**OPDRACHT EN EISEN**
Vul de tekst over samenwerking en creativiteit alstublieft aan met het volgende stuk, aansluitend op de laatste zin.

**DOCUMENTFRAGMENT**
******************************

Samenwerking stimuleert creativiteit De paradoxale verhouding tussen het creatieve brein, dat enkel toegeschreven lijkt te worden aan het eenzame genie, en het creatieve duo laat twijfel of de mythe wel gegrond is. Is creativiteit enkel terug te voeren op het werk van een individu? Er lijkt voldoende wetenschappelijk bewijs die dit argument, en daarmee gelijker tijd de mythe, onderuithaalt. Een belangrijke voorvechter van een stroming die creativiteit toeschrijft aan samenwerkingsverbanden is de psycholoog Keith Sawyer, aan Washington University. In zijn boek Group Genius, The Creative Power Of
Collaboration (2007) betoogt hij dat creativiteit ontspruit uit samenwerkingsverbanden (Sawyer 2007). Zijn boek is niet geschreven voor de culturele sector, maar biedt wel goede handvatten om creativiteit in de culturele sector te bevorderen. Sawyer verwijst in zijn boek naar hoogleraar Vera John-Steiner die creatieve duo’s omschrijft als ‘integrative collaboration’, een vorm van samenwerking waarin individuen elkaar aanvullen of een geheel vormen en een gedeelde visie hebben (Sawyer 2007). Over deze ‘integrative collaboration’ schrijft Sawyer: ‘
(…) research finds that these intimate collaborations are the most radically innovative,
that have the potential of transforming ways of seeing to create a completely new vision’. (Sawyer 2007 : 134)

******************************

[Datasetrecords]
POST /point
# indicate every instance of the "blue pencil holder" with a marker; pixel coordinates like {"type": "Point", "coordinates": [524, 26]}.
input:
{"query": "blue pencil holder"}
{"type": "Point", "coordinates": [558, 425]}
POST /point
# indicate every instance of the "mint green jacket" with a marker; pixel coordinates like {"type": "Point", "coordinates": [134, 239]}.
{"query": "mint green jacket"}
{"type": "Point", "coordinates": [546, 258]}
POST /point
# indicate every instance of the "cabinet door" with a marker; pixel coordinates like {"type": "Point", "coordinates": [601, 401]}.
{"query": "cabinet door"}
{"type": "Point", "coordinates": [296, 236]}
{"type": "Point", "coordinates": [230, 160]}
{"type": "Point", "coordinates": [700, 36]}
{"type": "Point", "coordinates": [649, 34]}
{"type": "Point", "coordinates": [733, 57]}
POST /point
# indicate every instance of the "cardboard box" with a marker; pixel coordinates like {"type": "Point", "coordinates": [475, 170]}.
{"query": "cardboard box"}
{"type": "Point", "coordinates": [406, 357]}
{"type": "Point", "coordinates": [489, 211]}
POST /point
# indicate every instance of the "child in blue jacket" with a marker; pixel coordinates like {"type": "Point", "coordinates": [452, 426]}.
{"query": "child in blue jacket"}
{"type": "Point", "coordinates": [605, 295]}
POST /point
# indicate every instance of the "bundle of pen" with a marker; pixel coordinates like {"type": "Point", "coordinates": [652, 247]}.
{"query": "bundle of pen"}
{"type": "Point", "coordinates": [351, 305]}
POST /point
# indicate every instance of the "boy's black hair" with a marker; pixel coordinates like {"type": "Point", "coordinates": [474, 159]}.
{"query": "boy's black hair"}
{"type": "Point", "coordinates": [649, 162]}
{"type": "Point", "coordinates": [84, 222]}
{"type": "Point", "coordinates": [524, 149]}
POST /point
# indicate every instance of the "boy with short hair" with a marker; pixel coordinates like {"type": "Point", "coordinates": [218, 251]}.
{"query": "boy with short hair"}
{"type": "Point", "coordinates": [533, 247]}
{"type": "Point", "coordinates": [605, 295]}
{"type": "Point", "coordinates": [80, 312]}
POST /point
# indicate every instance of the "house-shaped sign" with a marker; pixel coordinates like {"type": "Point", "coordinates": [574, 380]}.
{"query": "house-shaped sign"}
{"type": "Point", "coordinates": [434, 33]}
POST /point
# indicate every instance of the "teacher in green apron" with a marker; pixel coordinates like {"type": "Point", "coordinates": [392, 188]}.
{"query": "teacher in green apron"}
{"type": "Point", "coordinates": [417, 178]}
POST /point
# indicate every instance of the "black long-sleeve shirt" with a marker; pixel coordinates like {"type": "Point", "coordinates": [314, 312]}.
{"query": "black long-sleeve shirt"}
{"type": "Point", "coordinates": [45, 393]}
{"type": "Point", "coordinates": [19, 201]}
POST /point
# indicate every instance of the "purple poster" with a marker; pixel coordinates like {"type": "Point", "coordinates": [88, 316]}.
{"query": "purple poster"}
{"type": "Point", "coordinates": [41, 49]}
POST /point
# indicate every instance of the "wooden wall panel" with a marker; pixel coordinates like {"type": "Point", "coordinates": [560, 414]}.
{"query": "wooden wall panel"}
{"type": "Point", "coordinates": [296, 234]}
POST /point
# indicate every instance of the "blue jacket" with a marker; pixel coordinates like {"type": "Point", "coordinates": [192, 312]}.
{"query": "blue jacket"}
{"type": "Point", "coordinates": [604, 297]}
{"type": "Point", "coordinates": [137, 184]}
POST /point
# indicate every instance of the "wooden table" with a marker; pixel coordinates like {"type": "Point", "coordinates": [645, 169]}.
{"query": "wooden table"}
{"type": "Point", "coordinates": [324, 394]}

******************************

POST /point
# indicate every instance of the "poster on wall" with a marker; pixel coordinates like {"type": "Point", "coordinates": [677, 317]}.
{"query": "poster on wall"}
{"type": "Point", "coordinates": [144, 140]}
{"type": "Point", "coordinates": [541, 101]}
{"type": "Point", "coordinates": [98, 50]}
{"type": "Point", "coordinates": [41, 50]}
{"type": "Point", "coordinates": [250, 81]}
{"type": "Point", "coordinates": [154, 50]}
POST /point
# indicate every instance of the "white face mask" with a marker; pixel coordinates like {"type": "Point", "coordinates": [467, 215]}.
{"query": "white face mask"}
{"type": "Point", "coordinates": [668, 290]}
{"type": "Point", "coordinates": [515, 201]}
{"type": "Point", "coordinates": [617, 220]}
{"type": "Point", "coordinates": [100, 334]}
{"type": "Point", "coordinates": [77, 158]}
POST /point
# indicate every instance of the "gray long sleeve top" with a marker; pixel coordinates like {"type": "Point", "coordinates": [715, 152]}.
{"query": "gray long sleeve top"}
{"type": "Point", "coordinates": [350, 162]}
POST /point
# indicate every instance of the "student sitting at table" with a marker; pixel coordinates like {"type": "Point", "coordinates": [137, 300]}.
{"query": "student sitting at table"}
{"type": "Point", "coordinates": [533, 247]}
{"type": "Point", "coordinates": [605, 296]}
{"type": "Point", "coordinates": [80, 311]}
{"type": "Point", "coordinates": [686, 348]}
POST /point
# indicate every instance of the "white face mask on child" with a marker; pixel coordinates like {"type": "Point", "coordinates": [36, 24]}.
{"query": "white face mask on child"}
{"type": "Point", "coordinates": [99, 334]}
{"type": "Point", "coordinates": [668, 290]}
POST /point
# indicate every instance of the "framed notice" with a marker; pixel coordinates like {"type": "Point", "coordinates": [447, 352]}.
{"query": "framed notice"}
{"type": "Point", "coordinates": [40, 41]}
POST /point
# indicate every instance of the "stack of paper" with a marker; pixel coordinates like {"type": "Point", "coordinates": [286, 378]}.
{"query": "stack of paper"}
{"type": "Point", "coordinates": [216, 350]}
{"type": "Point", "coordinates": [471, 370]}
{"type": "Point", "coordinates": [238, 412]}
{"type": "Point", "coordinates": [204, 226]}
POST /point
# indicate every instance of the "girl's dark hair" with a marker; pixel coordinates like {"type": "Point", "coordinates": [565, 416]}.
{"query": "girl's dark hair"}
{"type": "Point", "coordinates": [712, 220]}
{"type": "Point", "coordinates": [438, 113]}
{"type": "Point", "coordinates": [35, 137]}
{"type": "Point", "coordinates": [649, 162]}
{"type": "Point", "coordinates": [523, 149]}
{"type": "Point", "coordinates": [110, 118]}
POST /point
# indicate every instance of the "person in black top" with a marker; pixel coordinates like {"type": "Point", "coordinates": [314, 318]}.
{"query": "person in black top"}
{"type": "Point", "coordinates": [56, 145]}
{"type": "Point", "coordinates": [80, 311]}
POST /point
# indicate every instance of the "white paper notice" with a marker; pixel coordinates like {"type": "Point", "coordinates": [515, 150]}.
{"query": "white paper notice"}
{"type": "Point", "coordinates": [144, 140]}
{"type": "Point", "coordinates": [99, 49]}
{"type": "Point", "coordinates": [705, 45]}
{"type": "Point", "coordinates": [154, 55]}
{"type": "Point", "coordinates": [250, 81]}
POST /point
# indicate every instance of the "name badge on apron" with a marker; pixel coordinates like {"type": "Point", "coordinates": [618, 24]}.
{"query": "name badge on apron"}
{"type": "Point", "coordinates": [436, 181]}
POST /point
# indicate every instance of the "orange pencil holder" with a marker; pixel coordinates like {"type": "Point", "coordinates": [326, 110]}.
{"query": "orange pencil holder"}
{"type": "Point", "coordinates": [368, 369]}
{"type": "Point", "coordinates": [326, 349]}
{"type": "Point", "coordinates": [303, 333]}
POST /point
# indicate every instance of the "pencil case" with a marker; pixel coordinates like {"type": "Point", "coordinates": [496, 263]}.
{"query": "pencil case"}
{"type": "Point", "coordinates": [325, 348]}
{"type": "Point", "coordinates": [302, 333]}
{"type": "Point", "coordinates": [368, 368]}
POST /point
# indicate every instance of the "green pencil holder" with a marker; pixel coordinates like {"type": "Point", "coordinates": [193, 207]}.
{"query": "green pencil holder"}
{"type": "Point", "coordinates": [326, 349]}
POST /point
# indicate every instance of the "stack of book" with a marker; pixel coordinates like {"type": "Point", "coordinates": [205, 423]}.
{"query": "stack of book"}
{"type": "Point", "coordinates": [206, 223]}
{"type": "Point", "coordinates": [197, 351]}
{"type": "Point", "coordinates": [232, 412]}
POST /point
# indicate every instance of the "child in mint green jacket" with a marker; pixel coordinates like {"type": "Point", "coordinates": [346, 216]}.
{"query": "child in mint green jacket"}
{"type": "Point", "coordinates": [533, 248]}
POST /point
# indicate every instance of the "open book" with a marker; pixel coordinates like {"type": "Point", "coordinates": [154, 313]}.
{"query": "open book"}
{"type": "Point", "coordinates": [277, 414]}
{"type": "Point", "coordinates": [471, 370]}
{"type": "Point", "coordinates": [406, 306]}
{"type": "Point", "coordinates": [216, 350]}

******************************

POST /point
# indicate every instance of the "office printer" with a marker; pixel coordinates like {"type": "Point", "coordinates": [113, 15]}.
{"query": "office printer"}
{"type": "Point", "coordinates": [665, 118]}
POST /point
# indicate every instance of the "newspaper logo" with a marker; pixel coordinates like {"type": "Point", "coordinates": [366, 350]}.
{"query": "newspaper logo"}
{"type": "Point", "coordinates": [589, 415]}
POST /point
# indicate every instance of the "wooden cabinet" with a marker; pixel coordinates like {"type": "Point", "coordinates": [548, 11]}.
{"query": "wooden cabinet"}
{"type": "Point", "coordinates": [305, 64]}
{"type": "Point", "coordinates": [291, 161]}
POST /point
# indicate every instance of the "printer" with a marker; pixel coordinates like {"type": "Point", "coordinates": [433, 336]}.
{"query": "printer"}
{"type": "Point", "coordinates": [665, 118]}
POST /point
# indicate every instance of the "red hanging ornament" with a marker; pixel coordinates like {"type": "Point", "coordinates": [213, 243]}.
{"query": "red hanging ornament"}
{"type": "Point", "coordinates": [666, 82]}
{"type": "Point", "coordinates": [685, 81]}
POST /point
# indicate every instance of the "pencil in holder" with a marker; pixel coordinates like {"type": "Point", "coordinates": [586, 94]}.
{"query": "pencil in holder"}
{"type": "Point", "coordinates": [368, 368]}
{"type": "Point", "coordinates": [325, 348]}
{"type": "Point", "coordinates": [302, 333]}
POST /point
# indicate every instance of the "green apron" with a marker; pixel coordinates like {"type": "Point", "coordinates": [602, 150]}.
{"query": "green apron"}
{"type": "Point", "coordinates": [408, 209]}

******************************

**SCHRIFTELIJK ANTWOORD**
11
Innovatie en creativiteit zijn, volgens het onderzoek van Sawyer, het resultaat van een reeks ‘vonken’ die gegenereerd worden tijdens samenwerking. Een vonk is te herleiden tot de ideeën van een individu. Deze vonken stapelen zich op in een tijdsperiode waarbij de culminatie van de vonken zich vertaalt in innovatie. De opeenstapeling van vonken gebeurt via een hermeneutische cyclus, waarin de interpretatie van ideeën door meerdere individuen leidt tot nieuwe gedachten. De mythe van het eenzame genie is volgens Sawyer daarom een fabel. Het is de interactie binnen een groep die vernieuwing en creativiteit stimuleert, want door het aangaan van interacties met anderen, ontvouwt creativiteit zich gemakkelijker en wordt de opeenstapeling van vonken versterkt. Zelfs als je zelfstandig op nieuwe ideeën komt maak je gebruik van interne samenwerking. De inzichten en ideeën die elk persoon heeft, zijn terug te voeren op eerdere samenwerking. Het spreken over een eenzame genie is dan ook onmogelijk. Het aangaan van een samenwerking maakt het brein creatiever. Door onverwachte wendingen in het groepsproces krijgt elk individu nieuwe inzichten. Veel van deze nieuwe ideeën zijn slechte ideeën, schrijft Sawyer. De enige manier om een selectie aan te brengen in ideeën is door te opereren in een samenwerkingsverband (Sawyer 2007).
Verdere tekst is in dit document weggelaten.